To do:
According to the article on the "dead" heart transplant, by how much does the demand for heart transplants exceed supply each year?

++++ Study text ++++

Surgeons say they have performed the first transplant using a 'dead' heart. Could this fill the deficit of donor hearts?
In October 2014, multiple headlines reported that a heart had stopped beating and been revived, before being transplanted into a living recipient. Scientists in Australia told the story of how they had transplanted the ‘dead’ heart. Could this be the answer to the shortage of donor hearts? Oscar Howard ‘Bud’ Frazier and his colleague Dr William ‘Billy’ Cohn of the Texas Heart Institute don’t think so.
Once a heart has stopped beating, says Cohn, there is only a very short time in which to get it removed from the body, restarted, and prepared for transport and transplantation before it deteriorates so much that it’s useless for a transplant – and the only chance of everything happening within the right timespan is in an operating theatre. Somebody who dies outside a hospital is extremely unlikely to be able to provide a heart for transplantation because of the delay involved. “Does that mean you can take a dead guy…whose heart has stopped beating, and resuscitate it and use it?” says Cohn. “Yes, if you can get his chest open and get his heart out within three minutes. This patient [the Australian researchers] did it on was in the operating room with his chest open with people standing around waiting for him to die.”
Beating hearts are normally taken from brain-dead people and kept on ice for a few hours before they are transplanted into patients. They are only kept on ice if it’s necessary to transport them (which, admittedly, it usually is). The quicker a heart can be transplanted, the better.
The law that defined ‘brain death’ wasn’t passed until 1981. In the USA’s Uniform Determination of Death Act, brain death is described as the following: if the brain has been irreversibly destroyed and the patient can only survive with the help of life support, or even if the person still has a living brainstem (has a heartbeat and is still breathing unaided) but the cerebrum has been destroyed, that person is dead. In the UK, as of 1995, a person is declared dead if they no longer have any activity in their brainstem.
The definition of ‘death’ differs in some countries, such as Pakistan or Romania; there, if someone’s brain is irreversibly dead and they have no brain activity or blood supply to their brain, but their heart is beating, they are still classified as alive. Heart transplants are not performed in these parts of the world.
Although the revived heart made global headlines, the method is unlikely to greatly increase – or even double – the donor heart pool. The demand for heart transplants exceeds supply by about 2,000 hearts per year, but as Cohn says, “there aren’t 2,000 people who die with their chest open in the operating room”.
“If you actually had [a] cardiac arrest and your heart stopped at home, and you called the ambulance – by the time they get there, the heart’s not usable,” he explains. “Really, once a heart stops and isn’t getting oxygen, irreversible things start to happen. We’ve had patients that have gotten CPR for 35 or 40 minutes and come back, but the CPR keeps blood going and pumping oxygen into them. If you’re just lying there dead, with no blood circulating or no oxygen, after five minutes or ten minutes it’d be hard to have a usable heart.”
There are simply not enough biological hearts to go round, and it doesn’t look as though that will change any time soon. That’s why scientists all over the world are still so keen to build a device that could be taken off a shelf and sewn into somebody: a total artificial heart.

++++ Dataset extract ++++

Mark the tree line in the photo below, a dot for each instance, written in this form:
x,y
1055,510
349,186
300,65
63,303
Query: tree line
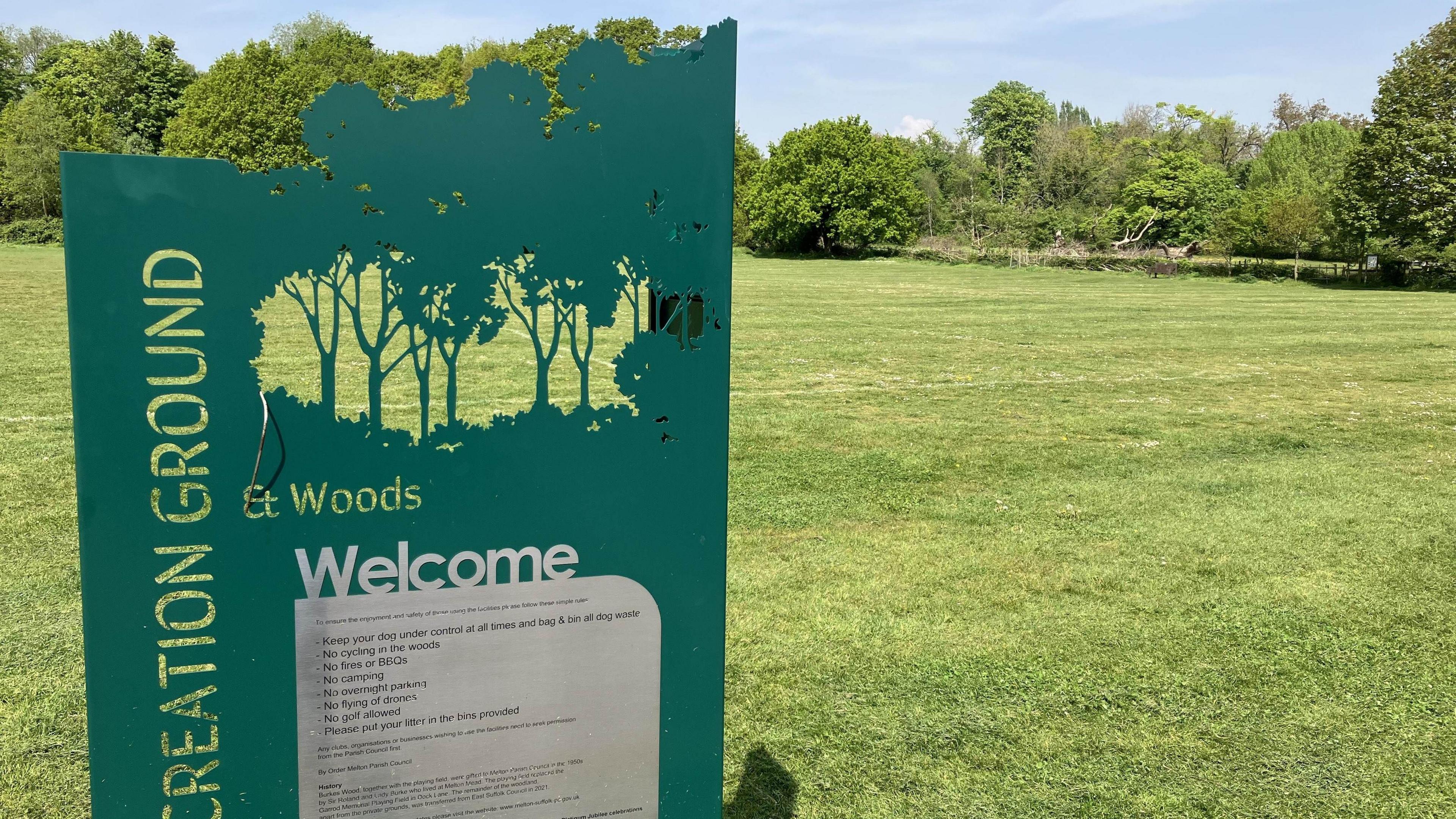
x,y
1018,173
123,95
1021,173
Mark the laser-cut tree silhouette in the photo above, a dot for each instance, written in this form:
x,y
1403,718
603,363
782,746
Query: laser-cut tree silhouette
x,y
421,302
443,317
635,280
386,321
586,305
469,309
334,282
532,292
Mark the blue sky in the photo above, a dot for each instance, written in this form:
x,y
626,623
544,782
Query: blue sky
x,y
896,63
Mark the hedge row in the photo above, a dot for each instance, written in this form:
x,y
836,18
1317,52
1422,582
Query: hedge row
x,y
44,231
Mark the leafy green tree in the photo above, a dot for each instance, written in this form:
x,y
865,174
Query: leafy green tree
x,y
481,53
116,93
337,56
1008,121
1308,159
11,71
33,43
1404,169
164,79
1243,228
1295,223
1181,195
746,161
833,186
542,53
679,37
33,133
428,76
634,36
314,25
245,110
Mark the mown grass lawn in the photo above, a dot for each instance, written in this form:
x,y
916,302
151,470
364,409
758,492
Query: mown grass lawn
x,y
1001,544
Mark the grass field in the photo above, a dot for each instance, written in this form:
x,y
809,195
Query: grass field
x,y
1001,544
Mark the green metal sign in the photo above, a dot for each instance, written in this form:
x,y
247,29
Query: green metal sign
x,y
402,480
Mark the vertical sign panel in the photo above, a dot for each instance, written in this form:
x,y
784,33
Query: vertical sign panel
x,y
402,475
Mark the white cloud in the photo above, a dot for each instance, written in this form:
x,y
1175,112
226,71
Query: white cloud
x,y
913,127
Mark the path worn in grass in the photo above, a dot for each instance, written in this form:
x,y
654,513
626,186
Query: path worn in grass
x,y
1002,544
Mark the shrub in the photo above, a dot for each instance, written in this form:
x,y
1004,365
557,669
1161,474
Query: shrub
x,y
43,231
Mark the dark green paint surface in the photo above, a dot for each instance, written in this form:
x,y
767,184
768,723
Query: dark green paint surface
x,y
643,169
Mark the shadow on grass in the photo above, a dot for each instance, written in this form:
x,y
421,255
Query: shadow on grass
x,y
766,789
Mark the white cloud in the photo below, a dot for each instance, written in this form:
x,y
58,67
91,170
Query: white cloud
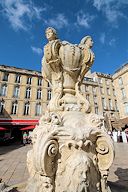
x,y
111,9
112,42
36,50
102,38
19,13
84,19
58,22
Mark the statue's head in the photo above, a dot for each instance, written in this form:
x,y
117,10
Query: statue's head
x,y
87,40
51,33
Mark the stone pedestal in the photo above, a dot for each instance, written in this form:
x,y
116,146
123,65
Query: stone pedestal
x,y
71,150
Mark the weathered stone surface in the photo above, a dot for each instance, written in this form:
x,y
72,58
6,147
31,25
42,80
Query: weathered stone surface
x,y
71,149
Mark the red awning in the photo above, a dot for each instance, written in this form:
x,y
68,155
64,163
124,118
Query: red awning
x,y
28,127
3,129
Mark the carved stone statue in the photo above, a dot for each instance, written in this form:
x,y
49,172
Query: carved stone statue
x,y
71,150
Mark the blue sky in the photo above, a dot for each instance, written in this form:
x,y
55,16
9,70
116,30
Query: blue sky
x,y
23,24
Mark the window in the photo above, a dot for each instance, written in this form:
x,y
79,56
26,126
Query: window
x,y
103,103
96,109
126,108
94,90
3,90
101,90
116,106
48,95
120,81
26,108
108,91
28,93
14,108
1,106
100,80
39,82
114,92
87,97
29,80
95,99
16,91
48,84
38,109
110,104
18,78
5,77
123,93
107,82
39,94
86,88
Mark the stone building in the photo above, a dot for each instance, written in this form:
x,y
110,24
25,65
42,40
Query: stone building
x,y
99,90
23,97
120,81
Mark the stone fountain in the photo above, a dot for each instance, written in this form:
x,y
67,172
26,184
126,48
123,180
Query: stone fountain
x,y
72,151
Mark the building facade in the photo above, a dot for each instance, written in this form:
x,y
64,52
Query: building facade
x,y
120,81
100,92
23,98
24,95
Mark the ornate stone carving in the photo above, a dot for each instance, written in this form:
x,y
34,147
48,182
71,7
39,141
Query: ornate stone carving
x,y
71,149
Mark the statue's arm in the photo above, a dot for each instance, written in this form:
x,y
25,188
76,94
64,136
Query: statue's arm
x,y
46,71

++++

Final answer:
By about 2,000 hearts per year.